═════ Seite
Sapere aude!

Leseprobe aus:

Andreas Rössler
Denkwege
eines freien Christentums

Raphael und Werner Zager (Hg.)


Zum Geleit

Es gibt nur wenige Theologen, die von sich sagen können, dass sie über einen Zeitraum von fünf Jahrzehnten in ein und derselben Zeitschrift immer wieder eigene Beiträge veröffentlicht haben – seien es Aufsätze, Artikel oder Buchbesprechungen. Zu dieser kleinen Schar gehört der Stuttgarter evangelische Theologe und Pfarrer Dr. Andreas Rössler.

Aus Anlass seines 80. Geburtstags, den er am 18. April 2020 begehen darf, wird in diesem Band eine Auswahl seiner Beiträge erneut veröffentlicht, die zwischen 1969 und 2019 in der Zeitschrift Freies Christentum. Auf der Suche nach neuen Wegen erschienen sind. Aus Platzgründen wurde auf den erneuten Abdruck von Rezensionen, Tagungsberichten und Würdigungen einzelner Personen verzichtet.
══════════
═════ Einträge
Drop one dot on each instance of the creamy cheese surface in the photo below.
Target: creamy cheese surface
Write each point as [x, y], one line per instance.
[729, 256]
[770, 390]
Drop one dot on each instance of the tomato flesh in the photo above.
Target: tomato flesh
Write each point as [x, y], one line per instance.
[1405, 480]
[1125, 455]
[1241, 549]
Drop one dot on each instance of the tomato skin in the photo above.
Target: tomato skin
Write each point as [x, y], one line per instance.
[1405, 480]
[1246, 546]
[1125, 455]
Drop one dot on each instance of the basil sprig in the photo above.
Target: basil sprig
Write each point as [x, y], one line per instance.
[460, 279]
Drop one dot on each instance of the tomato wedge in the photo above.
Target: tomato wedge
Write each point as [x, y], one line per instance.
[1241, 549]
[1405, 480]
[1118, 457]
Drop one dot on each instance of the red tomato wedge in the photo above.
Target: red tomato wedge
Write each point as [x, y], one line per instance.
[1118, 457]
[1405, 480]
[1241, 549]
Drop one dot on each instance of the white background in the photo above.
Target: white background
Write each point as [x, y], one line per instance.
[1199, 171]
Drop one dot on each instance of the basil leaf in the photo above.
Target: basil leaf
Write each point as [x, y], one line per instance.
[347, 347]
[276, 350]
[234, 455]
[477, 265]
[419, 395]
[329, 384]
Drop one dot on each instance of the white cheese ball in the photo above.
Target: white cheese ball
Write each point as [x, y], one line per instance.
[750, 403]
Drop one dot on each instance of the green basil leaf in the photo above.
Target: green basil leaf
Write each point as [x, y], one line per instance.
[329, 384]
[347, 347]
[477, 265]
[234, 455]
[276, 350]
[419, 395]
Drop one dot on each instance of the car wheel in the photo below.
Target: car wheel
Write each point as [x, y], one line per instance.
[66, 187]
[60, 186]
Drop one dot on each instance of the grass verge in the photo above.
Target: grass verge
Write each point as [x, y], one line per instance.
══════════
Aufgabenstellung:
Können Sie die Leseprobe zu „Denkwege eines freien Christentums“ vollständig und wortgetreu wiedergeben? Die Zeilen spielen hierbei keine Rolle.

Ergebnis:
Sapere aude!

Leseprobe aus:

Andreas Rössler
Denkwege
eines freien Christentums

Raphael und Werner Zager (Hg.)


Zum Geleit

Es gibt nur wenige Theologen, die von sich sagen können, dass sie über einen Zeitraum von fünf Jahrzehnten in ein und derselben Zeitschrift immer wieder eigene Beiträge veröffentlicht haben – seien es Aufsätze, Artikel oder Buchbesprechungen. Zu dieser kleinen Schar gehört der Stuttgarter evangelische Theologe und Pfarrer Dr. Andreas Rössler.

Aus Anlass seines 80. Geburtstags, den er am 18. April 2020 begehen darf, wird in diesem Band eine Auswahl seiner Beiträge erneut veröffentlicht, die zwischen 1969 und 2019 in der Zeitschrift Freies Christentum. Auf der Suche nach neuen Wegen erschienen sind. Aus Platzgründen wurde auf den erneuten Abdruck von Rezensionen, Tagungsberichten und Würdigungen einzelner Personen verzichtet.